PROVIDED PASSAGE.

******

Most revision rounds don’t spiral because the client is picky. They spiral because the feedback lost context on the way to you. Here’s why that happens, what agencies try, and how to make each note clear enough to fix the first time.

Why a round actually spirals

A revision round is supposed to be one loop: client looks at the site, says what’s off, you fix it, they look again. The trouble is that most of the feedback you get can’t be acted on as-is.

“The hero feels cramped on mobile.” Which phone. Which section. Cramped how. You’re looking at the desktop build, they’re looking at their phone, and neither of you is looking at the same thing. So you guess, you change something, you redeploy, you wait. They reply “no, the other one.” That’s a second round, and you still don’t know what they meant.

Stack three or four of those and a one-day fix becomes a two-week thread. The client thinks you’re slow. You think they’re vague. Both of you are just paying for context that fell out of the message.

The fix isn’t fewer revisions. It’s making each note unambiguous the first time, so a round is one loop instead of three.

What a clear piece of feedback needs to carry

Every note that ends a round fast has the same things attached. Every note that drags one out is missing one of them:

The exact element. Not “the button near the top”, the actual thing they clicked on.
The page and the screen size. A note about the live URL at 390px wide is a different note than the same words at desktop.
The thread in one place. So the back-and-forth stays on the spot being discussed, not forked across email, Slack, and a Friday call.
Enough for you to just do it. If you build with an AI agent, that means the note should be something the agent can pick up, not a paragraph you have to translate first.

None of that is exotic. It’s just the stuff that email and screenshots quietly drop.

What agencies reach for, and where each falls short

1. Email and annotated screenshots

The honest default. Zero setup, every client already knows how. The cost is all in translation. Each screenshot is a small decode job (which page, which state, which element), the thread forks the moment two people reply, and nothing is anchored to the live page. Fine for a one-pager you touch once. A real drag once you’re iterating.

******

DATASET EXTRACT.
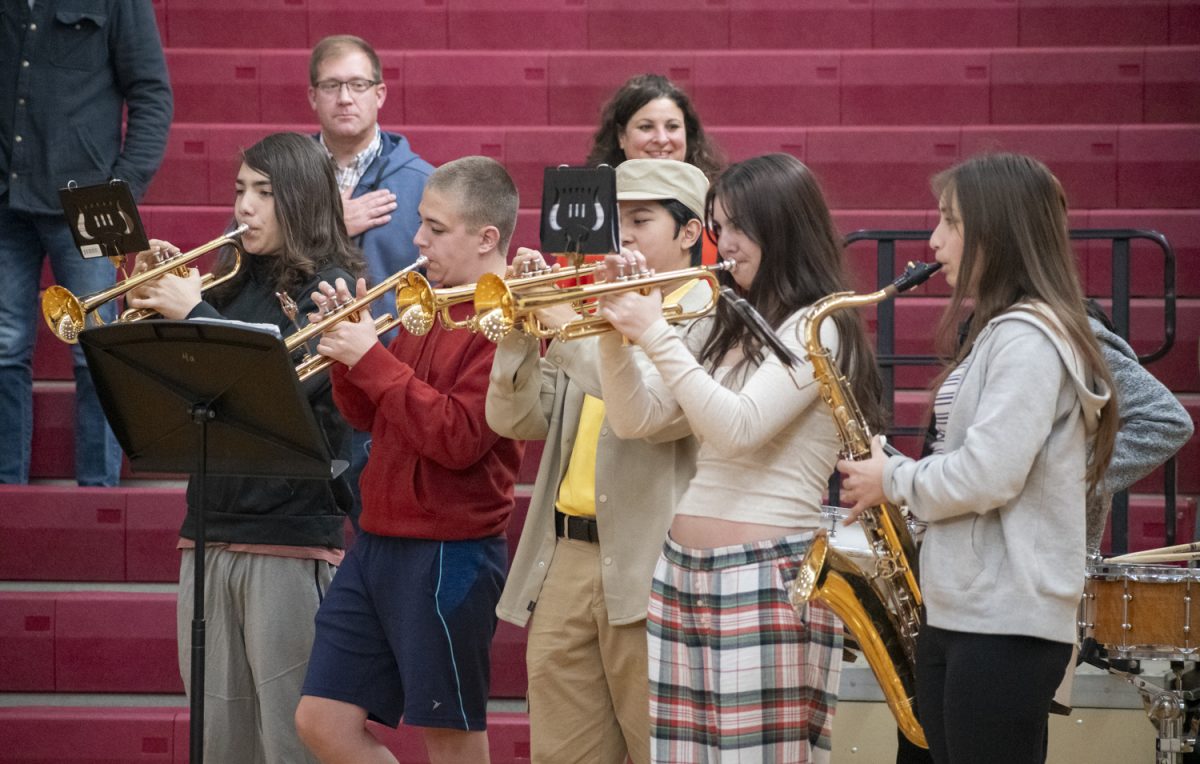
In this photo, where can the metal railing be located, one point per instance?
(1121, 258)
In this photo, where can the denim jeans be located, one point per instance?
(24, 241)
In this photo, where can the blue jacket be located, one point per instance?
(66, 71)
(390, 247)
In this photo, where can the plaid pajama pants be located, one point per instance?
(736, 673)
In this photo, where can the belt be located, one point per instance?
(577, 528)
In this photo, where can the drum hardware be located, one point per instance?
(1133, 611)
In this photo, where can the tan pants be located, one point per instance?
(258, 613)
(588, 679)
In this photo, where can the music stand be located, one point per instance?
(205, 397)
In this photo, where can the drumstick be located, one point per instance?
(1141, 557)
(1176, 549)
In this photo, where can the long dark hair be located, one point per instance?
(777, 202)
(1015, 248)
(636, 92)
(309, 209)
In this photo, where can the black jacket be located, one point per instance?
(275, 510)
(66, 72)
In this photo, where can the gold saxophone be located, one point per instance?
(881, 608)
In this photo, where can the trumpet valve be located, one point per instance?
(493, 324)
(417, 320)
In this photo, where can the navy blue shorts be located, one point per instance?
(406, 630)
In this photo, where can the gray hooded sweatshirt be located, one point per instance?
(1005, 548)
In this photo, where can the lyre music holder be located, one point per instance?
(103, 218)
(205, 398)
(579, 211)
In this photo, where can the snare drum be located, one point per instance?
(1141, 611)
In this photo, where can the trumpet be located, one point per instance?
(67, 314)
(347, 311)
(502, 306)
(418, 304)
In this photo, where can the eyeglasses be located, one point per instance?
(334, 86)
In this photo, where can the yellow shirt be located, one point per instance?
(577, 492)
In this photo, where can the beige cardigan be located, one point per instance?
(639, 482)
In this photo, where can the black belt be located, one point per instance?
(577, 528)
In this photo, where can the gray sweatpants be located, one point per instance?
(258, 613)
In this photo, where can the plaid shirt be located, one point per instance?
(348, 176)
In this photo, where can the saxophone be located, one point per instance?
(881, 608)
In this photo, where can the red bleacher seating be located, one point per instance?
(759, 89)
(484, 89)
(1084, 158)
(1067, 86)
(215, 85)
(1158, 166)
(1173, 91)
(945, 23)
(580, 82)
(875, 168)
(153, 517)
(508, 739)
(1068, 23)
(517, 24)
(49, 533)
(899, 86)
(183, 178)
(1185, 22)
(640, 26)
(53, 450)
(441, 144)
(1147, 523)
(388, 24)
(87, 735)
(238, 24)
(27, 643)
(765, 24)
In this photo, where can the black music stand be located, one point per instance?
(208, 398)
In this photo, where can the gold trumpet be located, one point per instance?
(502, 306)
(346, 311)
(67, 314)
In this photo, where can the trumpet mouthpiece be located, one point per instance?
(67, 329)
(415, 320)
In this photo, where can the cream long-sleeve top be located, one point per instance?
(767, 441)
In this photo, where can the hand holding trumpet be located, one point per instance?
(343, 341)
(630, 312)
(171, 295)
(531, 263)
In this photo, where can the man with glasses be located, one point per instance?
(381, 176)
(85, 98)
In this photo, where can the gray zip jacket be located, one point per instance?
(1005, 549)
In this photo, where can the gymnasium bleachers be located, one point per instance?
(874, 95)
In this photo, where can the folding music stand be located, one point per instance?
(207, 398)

******

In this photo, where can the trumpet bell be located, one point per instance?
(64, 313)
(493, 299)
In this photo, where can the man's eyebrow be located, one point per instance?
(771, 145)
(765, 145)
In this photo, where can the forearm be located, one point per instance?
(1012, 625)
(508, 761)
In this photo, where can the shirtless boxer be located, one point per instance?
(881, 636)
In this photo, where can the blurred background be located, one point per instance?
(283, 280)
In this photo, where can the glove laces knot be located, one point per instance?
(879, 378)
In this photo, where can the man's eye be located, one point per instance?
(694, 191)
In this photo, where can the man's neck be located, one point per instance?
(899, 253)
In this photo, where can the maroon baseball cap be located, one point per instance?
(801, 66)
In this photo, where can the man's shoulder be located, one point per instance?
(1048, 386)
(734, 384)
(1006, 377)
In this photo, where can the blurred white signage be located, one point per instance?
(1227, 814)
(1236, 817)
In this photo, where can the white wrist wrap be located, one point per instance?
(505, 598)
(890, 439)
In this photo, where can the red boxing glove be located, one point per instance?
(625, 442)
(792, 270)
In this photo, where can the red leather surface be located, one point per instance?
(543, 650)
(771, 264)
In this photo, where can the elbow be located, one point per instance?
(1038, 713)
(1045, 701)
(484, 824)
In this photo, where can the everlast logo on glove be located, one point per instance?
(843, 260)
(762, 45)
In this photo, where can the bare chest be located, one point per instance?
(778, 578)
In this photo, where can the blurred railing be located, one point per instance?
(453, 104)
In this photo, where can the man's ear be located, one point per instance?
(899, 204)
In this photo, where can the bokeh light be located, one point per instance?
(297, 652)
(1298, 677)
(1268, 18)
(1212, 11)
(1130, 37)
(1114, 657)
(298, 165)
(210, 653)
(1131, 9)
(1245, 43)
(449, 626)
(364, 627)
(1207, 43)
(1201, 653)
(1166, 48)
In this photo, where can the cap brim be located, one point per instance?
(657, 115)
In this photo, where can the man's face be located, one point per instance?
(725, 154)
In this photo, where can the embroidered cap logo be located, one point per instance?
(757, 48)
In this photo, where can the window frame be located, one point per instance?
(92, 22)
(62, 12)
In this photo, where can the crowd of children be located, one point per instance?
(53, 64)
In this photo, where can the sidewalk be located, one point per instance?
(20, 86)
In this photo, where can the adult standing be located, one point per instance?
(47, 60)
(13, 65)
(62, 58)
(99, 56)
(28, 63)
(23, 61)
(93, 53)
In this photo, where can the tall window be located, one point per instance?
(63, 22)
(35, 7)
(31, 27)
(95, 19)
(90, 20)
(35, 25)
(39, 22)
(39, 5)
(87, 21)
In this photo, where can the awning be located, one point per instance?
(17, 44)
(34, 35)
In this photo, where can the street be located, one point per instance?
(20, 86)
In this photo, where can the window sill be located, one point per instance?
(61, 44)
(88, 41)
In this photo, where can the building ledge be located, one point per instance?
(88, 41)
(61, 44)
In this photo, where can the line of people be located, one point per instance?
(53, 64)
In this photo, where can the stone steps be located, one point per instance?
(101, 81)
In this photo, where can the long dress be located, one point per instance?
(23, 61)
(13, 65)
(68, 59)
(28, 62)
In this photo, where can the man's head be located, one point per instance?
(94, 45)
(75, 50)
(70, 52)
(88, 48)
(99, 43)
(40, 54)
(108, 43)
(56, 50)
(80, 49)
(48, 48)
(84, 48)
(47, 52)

******

ASSIGNMENT A. In the article on client feedback during website revisions, what is the cost of relying on email and annotated screenshots?
ASSIGNMENT B. Carry on the article about client feedback during website revisions from its last sentence.

RESPONSE AREA A. The cost is all in translation.

RESPONSE AREA B.
2. A shared change list in Google Docs or a sheet

Better than scattered email, and clients can fill it in on their own time. But it’s disconnected from the actual page. The client is describing in a sentence the thing they could just point at, and you’re reading that sentence next to a screenshot trying to line them up. Organized, still ambiguous.

3. Proofing tools (Markup.io, Filestage, Ziflow)

These are genuinely good at what they’re built for: structured proofing and sign-off on deliverables, with approval steps and version history. If your work is mostly static comps, PDFs, or marketing assets, they earn their place. The mismatch shows up on an interactive deployed app, where a comment on a flat capture can’t follow a responsive layout or a changing state, and the output is a proof to approve, not work wired into your build.

4. Loom and screen recordings

Great for a client explaining a flow or a feeling that’s hard to type. The catch is you can’t act on a four-minute video. You watch it, you pause it, you transcribe it into a task list yourself. The context is rich and completely unstructured, which is the opposite of what shortens a round.

5. Feedback widgets (BugHerd, Marker.io, Userback)

Solid at turning a client note into a tracked ticket on a board, with the page and browser data attached. If your workflow ends at a clean ticket queue, they do that job well. The gap, if you build with a coding agent: the ticket is still written for a human to read and then re-enter as work.

6. Just get on a call

Fastest way to align in the moment, and sometimes the right move. The problem is the record. Verbal notes evaporate, you’re scribbling while the client talks, and next week you’re guessing what “make it pop” meant again. Good for the conversation, bad as the source of truth.

What changes when feedback lives on the live site

Put the feedback step on the deployed app instead of a screenshot, and the spiral mostly goes away. The client points at the real thing. The note carries where it was and what screen it was on. You stop guessing.

Why a round spirals
What removes that cause

“Which element did they mean?”
The note is anchored to a CSS selector and page URL, not pixels on a screenshot

“Was this desktop or mobile?”
Viewport is captured with the note, so the context is unambiguous

“Where’s the rest of that thread?”
Discussion stays on the pin, not forked across email and chat

“The client won’t install our tools”
Reviewers click a shared link and comment. Free, no account, nothing to set up

“I still have to translate it into work”
The note arrives as a work packet your coding agent reads directly

“Did we actually fix it?”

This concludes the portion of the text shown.